- _TASK TO CARRY OUT_: Each record below needs to be written out exactly as it reads.

START EXTRACTED ENTRIES

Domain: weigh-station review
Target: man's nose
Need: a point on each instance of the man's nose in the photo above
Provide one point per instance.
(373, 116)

END EXTRACTED ENTRIES

- _RESPONSE TO THE TASK_:
Domain: weigh-station review
Target: man's nose
Need: a point on each instance of the man's nose in the photo above
Provide one point per instance.
(373, 116)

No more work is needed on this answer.